# Your goal:
In the passage on user-user collaborative filtering, rewrite the part from "Requirement already satisfied: scikit-surprise" up to and including "(from scikit-surprise->surprise) (1.21.6)", substituting "site-packages" for "dist-packages".

Building user-user similarity/neighborhood based Collaborative Filtering.¶

test_image

Building a baseline user-user similarity based recommendation system¶

  • Below, we are building a similarity-based recommendation system using cosine similarity and using KNN to find similar users which are the nearest neighbor to the given user.
  • We will be using a new library - surprise to build the remaining models, let's first import the necessary classes and functions from this library.
  • Please use the following code to install the surprise library. You only do it once while running the code for the first time.

!pip install surprise

In [80]:
# Installing the surprise library
!pip install surprise
Requirement already satisfied: surprise in /usr/local/lib/python3.7/dist-packages (0.1)
Requirement already satisfied: scikit-surprise in /usr/local/lib/python3.7/dist-packages (from surprise) (1.1.1)
Requirement already satisfied: numpy>=1.11.2 in /usr/local/lib/python3.7/dist-packages (from scikit-surprise->surprise) (1.21.6)
Requirement already satisfied: scipy>=1.0.0 in /usr/local/lib/python3.7/dist-packages (from scikit-surprise->surprise) (1.4.1)
Requirement already satisfied: six>=1.10.0 in /usr/local/lib/python3.7/dist-packages (from scikit-surprise->surprise) (1.15.0)
Requirement already satisfied: joblib>=0.11 in /usr/local/lib/python3.7/dist-packages (from scikit-surprise->surprise) (1.1.0)
In [81]:
# To compute the accuracy of models
from surprise import accuracy

# Class to parse a file containing ratings, data should be in structure - user; item; rating
from surprise.reader import Reader

# Class for loading datasets
from surprise.dataset import Dataset

# For tuning model hyperparameters
from surprise.model_selection import GridSearchCV

# For splitting the rating data in train and test datasets
from surprise.model_selection import train_test_split

# For implementing similarity-based recommendation system
from surprise.prediction_algorithms.knns import KNNBasic

# For implementing matrix factorization based recommendation system
from surprise.prediction_algorithms.matrix_factorization import SVD

# for implementing K-Fold cross-validation
from surprise.model_selection import KFold

# For implementing clustering-based recommendation system
from surprise import CoClustering

Before building the recommendation systems, let's go over some basic terminologies we are going to use:

Relevant item: An item (product in this case) that is actually rated higher than the threshold rating (here 3.5) is relevant, and an item that is actually rated lower than the threshold rating is a non-relevant item.

# Excerpted data:

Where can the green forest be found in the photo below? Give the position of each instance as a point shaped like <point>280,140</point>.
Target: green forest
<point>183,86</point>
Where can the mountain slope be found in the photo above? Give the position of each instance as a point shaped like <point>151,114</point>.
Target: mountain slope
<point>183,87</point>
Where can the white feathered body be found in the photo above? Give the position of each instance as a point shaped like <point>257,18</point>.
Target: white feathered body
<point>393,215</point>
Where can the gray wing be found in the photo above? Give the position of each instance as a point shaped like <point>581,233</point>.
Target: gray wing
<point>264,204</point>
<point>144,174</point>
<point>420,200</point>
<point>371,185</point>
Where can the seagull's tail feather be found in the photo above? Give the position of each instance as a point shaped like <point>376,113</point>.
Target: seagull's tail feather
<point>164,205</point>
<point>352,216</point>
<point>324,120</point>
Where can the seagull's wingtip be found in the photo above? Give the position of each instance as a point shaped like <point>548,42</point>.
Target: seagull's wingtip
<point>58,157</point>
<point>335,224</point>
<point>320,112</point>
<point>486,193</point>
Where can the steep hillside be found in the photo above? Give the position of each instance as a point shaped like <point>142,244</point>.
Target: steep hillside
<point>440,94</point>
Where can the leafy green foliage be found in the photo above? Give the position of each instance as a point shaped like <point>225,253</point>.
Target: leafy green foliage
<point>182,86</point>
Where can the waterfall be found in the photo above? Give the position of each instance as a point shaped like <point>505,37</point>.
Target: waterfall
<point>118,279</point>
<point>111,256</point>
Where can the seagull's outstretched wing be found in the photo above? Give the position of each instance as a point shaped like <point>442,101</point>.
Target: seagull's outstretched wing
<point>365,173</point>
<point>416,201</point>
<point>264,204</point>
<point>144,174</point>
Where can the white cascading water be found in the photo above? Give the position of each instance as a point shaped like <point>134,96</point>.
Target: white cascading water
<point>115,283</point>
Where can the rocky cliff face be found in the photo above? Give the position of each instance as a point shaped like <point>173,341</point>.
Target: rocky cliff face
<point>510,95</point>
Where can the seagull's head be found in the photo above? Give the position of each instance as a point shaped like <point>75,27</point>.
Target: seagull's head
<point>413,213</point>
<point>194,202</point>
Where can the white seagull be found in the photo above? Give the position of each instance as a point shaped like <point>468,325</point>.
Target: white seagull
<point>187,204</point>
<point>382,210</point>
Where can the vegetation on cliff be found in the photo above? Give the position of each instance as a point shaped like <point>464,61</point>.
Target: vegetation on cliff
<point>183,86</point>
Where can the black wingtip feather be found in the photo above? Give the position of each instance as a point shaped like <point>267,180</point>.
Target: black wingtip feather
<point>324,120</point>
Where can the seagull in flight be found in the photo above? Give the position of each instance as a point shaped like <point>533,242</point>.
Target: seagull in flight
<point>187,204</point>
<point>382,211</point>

# Solution to the exercise:
Requirement already satisfied: scikit-surprise in /usr/local/lib/python3.7/site-packages (from surprise) (1.1.1)
Requirement already satisfied: numpy>=1.11.2 in /usr/local/lib/python3.7/site-packages (from scikit-surprise->surprise) (1.21.6)